## Stated problem 1
Copy the article on refused development applications word for word, from "The rules for" to "of building work).".
## Stated problem 2
According to the article on refused development applications, which policy covers the rules for exempt and complying development?
## Stated problem 3
Pick up the article on refused development applications after its final sentence and keep writing it.

## Passage given
What to do when the Council Refuses your Development Application
By Peter Micevski, Solicitor, Lovegrove Smith & Cotton
For a developer to use, subdivide, erect or demolish a building, or carry out work on its land, the developer must either obtain development consent from its local Council pursuant to Part 4 of the Environmental Planning and Assessment Act 1979 (NSW) (“the Act”) or the developer’s use of the land must be considered an “exempt development” pursuant to the Act.
The rules for exempt and complying development are covered by the State Environment Planning Policy (Exempt and Complying Development Codes) 2008 (“the Codes SEPP”). The NSW Government has recently increased the number of exempt developments (where no approval required) and extended the range of complying developments (that can receive a fast approval of building work).
Building works that comply with specific standards, can be routinely approved without delay, for example, new single or two storey houses, garages and swimming pools, and additions or alteration to a house. However, if the development proposal goes beyond this scope, the Council may refuse to give its consent to the development.

## Dataset entries
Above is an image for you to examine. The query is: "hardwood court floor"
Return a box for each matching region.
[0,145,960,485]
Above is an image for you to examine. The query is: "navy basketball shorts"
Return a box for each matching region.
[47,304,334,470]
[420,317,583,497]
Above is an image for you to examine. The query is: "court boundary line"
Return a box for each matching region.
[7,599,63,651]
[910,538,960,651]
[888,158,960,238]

---

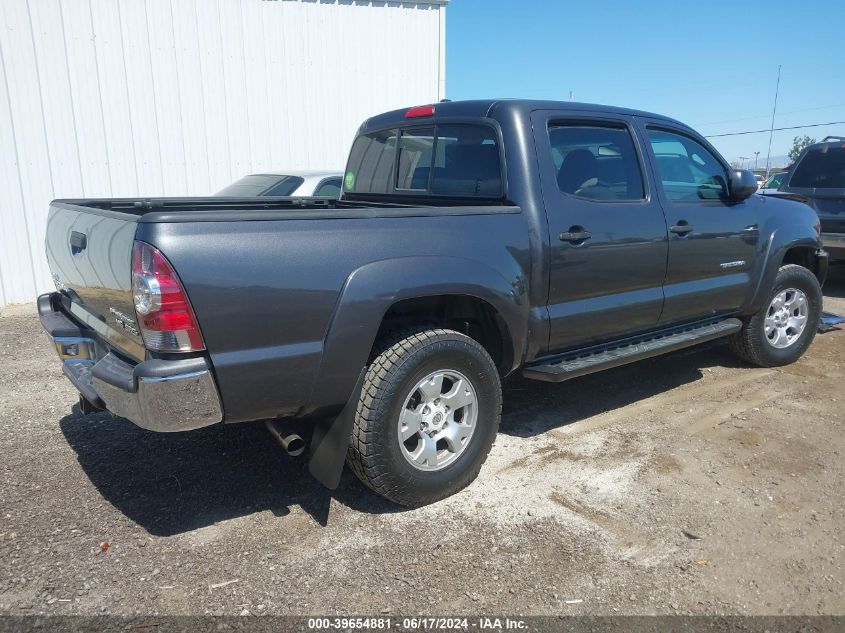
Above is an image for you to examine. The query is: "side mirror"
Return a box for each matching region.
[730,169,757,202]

...

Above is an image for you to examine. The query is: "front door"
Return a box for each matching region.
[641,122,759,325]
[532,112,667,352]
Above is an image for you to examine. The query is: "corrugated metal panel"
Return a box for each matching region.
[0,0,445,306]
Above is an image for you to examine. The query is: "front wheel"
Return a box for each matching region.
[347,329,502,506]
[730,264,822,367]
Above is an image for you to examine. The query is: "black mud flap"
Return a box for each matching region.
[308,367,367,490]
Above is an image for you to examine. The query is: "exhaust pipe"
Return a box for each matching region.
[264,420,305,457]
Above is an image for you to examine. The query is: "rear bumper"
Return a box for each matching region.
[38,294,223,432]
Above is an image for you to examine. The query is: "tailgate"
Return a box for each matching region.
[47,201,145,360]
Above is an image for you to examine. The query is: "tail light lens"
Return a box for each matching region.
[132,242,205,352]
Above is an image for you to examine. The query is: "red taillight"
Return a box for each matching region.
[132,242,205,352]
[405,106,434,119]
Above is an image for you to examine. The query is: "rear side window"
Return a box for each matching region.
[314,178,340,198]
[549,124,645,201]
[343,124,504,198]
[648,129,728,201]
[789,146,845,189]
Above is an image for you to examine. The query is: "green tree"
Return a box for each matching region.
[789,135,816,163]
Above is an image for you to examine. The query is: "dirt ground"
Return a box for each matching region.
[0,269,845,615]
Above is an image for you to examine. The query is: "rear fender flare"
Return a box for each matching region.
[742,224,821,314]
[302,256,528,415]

## Written response 1
The rules for exempt and complying development are covered by the State Environment Planning Policy (Exempt and Complying Development Codes) 2008 (“the Codes SEPP”). The NSW Government has recently increased the number of exempt developments (where no approval required) and extended the range of complying developments (that can receive a fast approval of building work).

## Written response 2
The State Environment Planning Policy (Exempt and Complying Development Codes) 2008, known as the Codes SEPP.

## Written response 3
Where the works are deemed to be complying development, then the certifying authority (an accredited certifier) can issue a complying development certificate (or “CDC”). There are rules in the Codes SEPP as to when a CDC may or may not be approved, as a CDC negates the need for development consent and then a construction certificate.
Where the Council has refused consent to a development application, the developer may request the Council to review its determination within 6 months after the date on which the developer received notice of the determination of that application. The developer, after lodging an application for review, has an opportunity then to give the Council submissions concerning its request for review.
More often than not though, the Council will review its initial determination and, unfortunately for the developer, come to the same determination. Because of this, developers should be encouraged to go straight to the Land and Environment Court if they are dissatisfied with a determination of the Council. A Developer may do so by making an application to the Land and Environment Court within 6 months of the date on which the developer received notice of the determination of that application.
Note though, the developer still has the option to appeal a determination of the Council to the Land and Environment Court even after a review has been conducted.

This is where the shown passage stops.